### PASSAGE GIVEN
2 The root-commit is the first commit and does not have a parent.
3 Git is showing file and change statistics for the commit.
4 Newly created files are displayed with the file permission.
5 The repository is now clean, meaning there are no pending changes in the working directory or the staging area.
git stages commited
Figure 12. The created file is now commited to the Repository.

Move & remove files

Once a file is under Git’s control changing the file name or moving to a different directory should be done with git commands modelled after their Unix counterparts.

git mv

Moving a file to a new directory or giving it a new name can be done by the git mv command the syntax is modeled afer the Unix mv command.

$ git mv first-file.txt first_file.txt (1)
$ git status
On branch main
Changes to be committed:
  (use "git restore --staged <file>..." to unstage)
        renamed:    first-file.txt -> first_file.txt (2)
1 Move a commited file to a new location / name.
2 The file has been put back into the staging area. With the next commit it will be put back into commited state.

git rm

Removing a tracked or commited file is done with the git rm command like with moving files the command is modeled afer the equivalent Unix command.

$ git rm first_file.txt (1)
rm 'first_file.txt'
$ git status
On branch main
Changes to be committed:
  (use "git restore --staged <file>..." to unstage)
        deleted:    first_file.txt (2)
1 Remove the file from the repository. After rm is issued the file is put into the staging area. For a file not yet commited removal from the staging area can be done with git --cached rm <file>.
2 The file will be removed from the repository with the next commit.
Removing an already commited file will not show the file for any consecutive revision going forward. However the file can still be retrived from revisions prior to the removal. If the file in question contains sensible information seek help from a Git Ninja with amazing Git Fu skills to erase it!

Inspecting log and objects

After commiting the first file one should know how to display the commit history or log. There is a multitude of options that can be used to customize the output. While showing every option is out of scope a few very useful ones are shown. Additionally the show command used for inspecting objects is briefly discussed.

git log

First up the history is inspected.

$ git log
commit 307c1a0a537758f3d4b6ecea98e9af2e5d0b7b88 (HEAD -> main) (1)
Author: Urs Roesch <****@bun.ch> (2)
Date:   Sun Aug 26 12:09:57 2018 +0200 (3)

    My first git commit (4)

With only one commit in the repository there is only a single entry shown. As the repository accumulates commits the number of log entries is also growing.

1 The first line is the most important it shows the commit’s unique identifier a hex encoded SHA1 hash. In newer version of git the log is decorated, meaning shows additional information e.g. the HEAD of the repository.

### GIVEN PROBLEM 1
In the git tutorial excerpt, where is a file put after git rm is issued?
### GIVEN PROBLEM 2
Reproduce the part of the git tutorial excerpt starting at "With only one" and ending at "of the repository.".

### RECORDS SUPPLIED
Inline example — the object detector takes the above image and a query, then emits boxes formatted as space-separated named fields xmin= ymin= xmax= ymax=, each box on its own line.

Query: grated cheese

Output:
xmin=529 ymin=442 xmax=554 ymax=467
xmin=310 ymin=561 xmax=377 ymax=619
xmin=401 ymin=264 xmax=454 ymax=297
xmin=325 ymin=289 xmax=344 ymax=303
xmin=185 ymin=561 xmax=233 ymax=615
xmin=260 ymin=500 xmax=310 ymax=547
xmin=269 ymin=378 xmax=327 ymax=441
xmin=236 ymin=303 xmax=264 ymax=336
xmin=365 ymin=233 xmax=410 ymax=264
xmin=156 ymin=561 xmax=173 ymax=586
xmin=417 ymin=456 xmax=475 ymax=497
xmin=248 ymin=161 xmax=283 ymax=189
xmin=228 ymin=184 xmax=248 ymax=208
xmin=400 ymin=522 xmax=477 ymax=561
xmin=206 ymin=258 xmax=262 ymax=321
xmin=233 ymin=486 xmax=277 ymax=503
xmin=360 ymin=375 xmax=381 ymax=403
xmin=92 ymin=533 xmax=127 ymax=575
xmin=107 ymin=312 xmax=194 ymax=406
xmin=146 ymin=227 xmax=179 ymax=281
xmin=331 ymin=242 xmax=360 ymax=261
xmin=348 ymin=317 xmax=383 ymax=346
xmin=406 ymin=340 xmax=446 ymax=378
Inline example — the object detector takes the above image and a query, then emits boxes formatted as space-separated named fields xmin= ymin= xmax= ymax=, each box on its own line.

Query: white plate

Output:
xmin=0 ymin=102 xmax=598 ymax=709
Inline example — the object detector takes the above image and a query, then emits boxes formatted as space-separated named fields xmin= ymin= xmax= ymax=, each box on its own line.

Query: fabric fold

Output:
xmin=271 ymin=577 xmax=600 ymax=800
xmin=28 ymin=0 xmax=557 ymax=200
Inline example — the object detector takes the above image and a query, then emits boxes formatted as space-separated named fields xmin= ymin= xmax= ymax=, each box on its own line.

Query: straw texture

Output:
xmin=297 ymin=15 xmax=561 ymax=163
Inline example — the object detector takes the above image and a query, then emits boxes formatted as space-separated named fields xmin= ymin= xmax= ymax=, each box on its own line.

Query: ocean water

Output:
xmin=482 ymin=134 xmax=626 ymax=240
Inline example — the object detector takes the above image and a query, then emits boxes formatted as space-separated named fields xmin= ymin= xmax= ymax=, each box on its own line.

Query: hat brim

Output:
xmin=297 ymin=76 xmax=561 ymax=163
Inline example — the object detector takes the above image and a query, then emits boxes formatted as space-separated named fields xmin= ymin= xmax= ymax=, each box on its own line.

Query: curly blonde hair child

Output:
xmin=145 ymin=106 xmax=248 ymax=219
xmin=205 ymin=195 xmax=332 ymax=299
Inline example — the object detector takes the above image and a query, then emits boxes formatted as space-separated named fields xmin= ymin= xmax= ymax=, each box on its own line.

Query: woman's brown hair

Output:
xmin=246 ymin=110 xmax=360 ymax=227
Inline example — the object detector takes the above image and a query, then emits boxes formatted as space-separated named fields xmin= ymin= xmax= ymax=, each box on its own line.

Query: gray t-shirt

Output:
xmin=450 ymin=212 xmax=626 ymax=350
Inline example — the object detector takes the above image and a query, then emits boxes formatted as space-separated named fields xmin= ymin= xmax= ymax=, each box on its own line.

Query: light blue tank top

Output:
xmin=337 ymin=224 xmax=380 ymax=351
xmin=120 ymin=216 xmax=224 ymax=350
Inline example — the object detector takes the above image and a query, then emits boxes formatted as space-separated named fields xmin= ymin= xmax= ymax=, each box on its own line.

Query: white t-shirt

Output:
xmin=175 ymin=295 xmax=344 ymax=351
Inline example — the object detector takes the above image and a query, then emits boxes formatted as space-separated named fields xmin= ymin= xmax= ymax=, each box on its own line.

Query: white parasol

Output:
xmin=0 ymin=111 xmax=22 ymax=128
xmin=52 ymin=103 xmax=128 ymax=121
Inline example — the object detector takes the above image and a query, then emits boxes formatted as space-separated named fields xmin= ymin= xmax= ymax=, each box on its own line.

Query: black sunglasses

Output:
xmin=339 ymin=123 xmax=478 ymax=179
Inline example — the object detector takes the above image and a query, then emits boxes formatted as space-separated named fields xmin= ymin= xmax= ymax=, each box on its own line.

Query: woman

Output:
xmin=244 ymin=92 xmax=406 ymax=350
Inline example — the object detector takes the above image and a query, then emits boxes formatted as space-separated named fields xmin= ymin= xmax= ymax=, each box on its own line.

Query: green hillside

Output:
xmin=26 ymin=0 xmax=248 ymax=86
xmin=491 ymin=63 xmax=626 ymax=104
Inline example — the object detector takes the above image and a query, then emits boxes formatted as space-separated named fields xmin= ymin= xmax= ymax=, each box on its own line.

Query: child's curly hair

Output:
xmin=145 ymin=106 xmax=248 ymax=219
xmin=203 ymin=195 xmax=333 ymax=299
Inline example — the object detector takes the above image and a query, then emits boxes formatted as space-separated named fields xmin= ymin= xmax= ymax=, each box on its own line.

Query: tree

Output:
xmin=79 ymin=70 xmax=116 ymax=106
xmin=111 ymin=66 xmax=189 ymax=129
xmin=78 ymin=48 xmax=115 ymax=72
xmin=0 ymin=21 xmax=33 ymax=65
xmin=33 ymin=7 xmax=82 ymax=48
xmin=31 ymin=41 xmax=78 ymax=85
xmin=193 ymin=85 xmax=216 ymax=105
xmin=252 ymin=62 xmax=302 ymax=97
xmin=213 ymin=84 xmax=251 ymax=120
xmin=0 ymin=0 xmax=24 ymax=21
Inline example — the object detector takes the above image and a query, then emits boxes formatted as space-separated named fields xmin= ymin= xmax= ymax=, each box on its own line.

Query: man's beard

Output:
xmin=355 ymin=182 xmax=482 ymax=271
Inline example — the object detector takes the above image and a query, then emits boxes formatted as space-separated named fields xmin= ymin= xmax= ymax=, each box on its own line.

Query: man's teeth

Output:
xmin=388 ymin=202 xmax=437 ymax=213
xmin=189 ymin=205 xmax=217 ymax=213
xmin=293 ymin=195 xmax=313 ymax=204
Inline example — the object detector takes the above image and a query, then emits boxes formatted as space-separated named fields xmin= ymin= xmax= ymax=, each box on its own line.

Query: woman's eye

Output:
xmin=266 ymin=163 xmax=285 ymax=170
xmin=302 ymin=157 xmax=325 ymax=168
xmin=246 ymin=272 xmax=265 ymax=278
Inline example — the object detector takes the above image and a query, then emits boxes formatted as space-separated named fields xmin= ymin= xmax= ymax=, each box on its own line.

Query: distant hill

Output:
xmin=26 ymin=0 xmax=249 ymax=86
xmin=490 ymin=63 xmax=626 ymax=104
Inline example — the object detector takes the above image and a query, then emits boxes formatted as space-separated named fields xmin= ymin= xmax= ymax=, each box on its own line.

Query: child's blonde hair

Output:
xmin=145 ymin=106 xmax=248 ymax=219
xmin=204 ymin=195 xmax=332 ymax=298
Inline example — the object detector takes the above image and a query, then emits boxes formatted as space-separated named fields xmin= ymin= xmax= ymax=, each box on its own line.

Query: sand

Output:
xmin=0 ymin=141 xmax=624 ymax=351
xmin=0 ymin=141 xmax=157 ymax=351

### EXERCISE RESULT 1
The staging area.

### EXERCISE RESULT 2
With only one commit in the repository there is only a single entry shown. As the repository accumulates commits the number of log entries is also growing.

1 The first line is the most important it shows the commit’s unique identifier a hex encoded SHA1 hash. In newer version of git the log is decorated, meaning shows additional information e.g. the HEAD of the repository.